Image entries on named regions
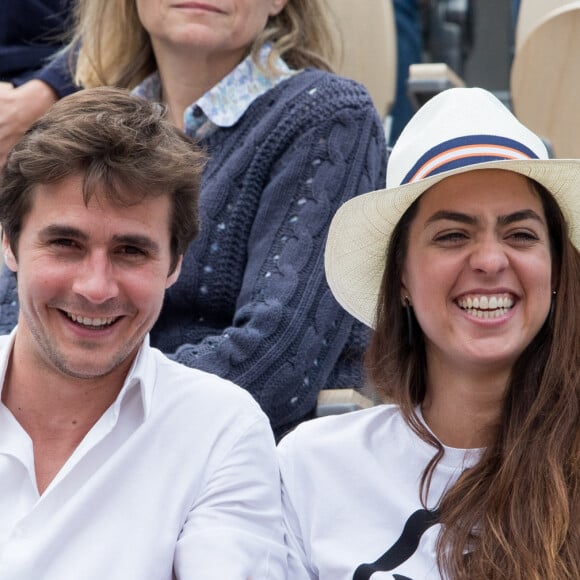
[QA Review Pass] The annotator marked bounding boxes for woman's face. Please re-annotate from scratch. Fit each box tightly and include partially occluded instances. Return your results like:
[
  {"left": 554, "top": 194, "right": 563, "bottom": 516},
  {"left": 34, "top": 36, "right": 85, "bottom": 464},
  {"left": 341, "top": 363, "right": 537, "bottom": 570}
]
[
  {"left": 137, "top": 0, "right": 288, "bottom": 62},
  {"left": 402, "top": 170, "right": 552, "bottom": 372}
]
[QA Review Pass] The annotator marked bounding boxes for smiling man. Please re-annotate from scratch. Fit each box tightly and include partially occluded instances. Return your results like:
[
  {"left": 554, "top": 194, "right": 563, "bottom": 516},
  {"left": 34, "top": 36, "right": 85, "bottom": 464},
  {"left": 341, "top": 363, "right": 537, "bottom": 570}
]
[{"left": 0, "top": 89, "right": 286, "bottom": 580}]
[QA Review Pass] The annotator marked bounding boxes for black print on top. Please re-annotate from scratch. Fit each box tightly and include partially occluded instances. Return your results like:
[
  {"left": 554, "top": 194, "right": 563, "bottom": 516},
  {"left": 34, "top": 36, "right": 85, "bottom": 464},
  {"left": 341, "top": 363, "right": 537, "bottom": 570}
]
[{"left": 352, "top": 509, "right": 439, "bottom": 580}]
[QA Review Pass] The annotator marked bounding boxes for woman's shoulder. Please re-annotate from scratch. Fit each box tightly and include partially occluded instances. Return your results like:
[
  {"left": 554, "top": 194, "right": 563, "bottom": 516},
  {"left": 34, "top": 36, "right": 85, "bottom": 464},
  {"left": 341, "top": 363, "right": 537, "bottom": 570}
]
[
  {"left": 279, "top": 68, "right": 372, "bottom": 103},
  {"left": 279, "top": 404, "right": 404, "bottom": 453}
]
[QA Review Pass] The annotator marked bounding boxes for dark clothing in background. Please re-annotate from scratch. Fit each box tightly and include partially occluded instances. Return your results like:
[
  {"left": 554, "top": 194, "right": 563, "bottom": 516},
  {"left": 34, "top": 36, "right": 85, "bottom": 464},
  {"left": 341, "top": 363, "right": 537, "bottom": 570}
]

* **Given request**: In the data above, from the line containing "[QA Review Pass] The annotator marked bounding boxes for smiling" through the end of the data, both ends included, rewrite the lines with every "partially occluded instances" changed to "partly hidden instances" and nothing else altered.

* **Task solution**:
[QA Review Pass] The annotator marked bounding boxes for smiling man. Please re-annotate from scratch. Fit each box tightly and include partly hidden instances. Return your results like:
[
  {"left": 554, "top": 194, "right": 563, "bottom": 516},
  {"left": 34, "top": 36, "right": 85, "bottom": 464},
  {"left": 341, "top": 363, "right": 537, "bottom": 570}
]
[{"left": 0, "top": 89, "right": 286, "bottom": 580}]
[QA Review Pass] The annotator marked bounding boxes for black print on top. Please re-annotate from scratch. Fit each box tightly and include partly hidden instances. Return your results like:
[
  {"left": 554, "top": 194, "right": 563, "bottom": 516},
  {"left": 34, "top": 36, "right": 85, "bottom": 464},
  {"left": 341, "top": 363, "right": 537, "bottom": 570}
]
[{"left": 352, "top": 509, "right": 439, "bottom": 580}]
[QA Review Pass] The annotator marked bounding boxes for woman's shoulder. Please re-annotate from scratch. Fit each box tightly and include partly hidden instances. Return your results like:
[
  {"left": 554, "top": 194, "right": 563, "bottom": 516},
  {"left": 34, "top": 36, "right": 85, "bottom": 464},
  {"left": 341, "top": 363, "right": 537, "bottom": 570}
]
[
  {"left": 279, "top": 68, "right": 372, "bottom": 103},
  {"left": 279, "top": 404, "right": 404, "bottom": 453}
]
[QA Review Pass] The annotator marked bounding boxes for dark clothing in background. Please re-annotate from scratch. Fit each box tightly and include partly hidden instances. Return your results like:
[
  {"left": 554, "top": 194, "right": 563, "bottom": 516},
  {"left": 34, "top": 36, "right": 85, "bottom": 464},
  {"left": 341, "top": 363, "right": 537, "bottom": 570}
]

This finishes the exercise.